WHAT THIS TASK INVOLVES: Reproduce the data below verbatim, line for line, including every number, and omit the pictures from your copy.

RECORDS FOR THE EXERCISE:
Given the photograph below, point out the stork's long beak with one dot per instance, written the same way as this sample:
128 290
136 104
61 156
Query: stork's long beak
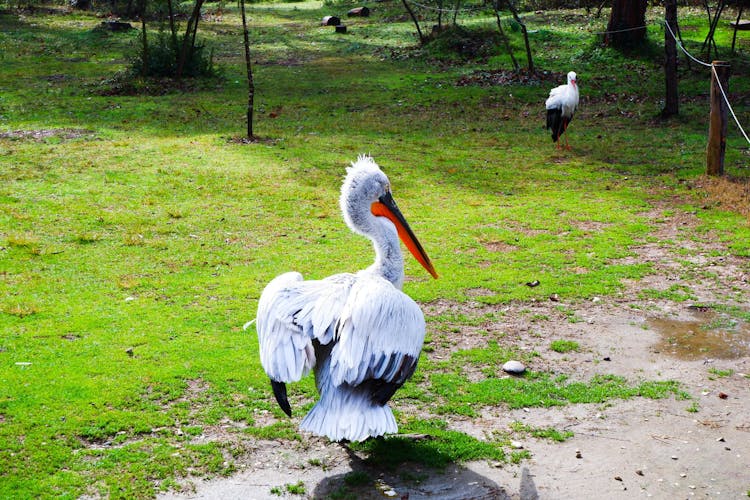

CORRECT RESPONSE:
Given the photograph below, point out the stork's long beak with one dot per instance, written the same way as this sample:
128 290
136 104
61 156
Query: stork's long beak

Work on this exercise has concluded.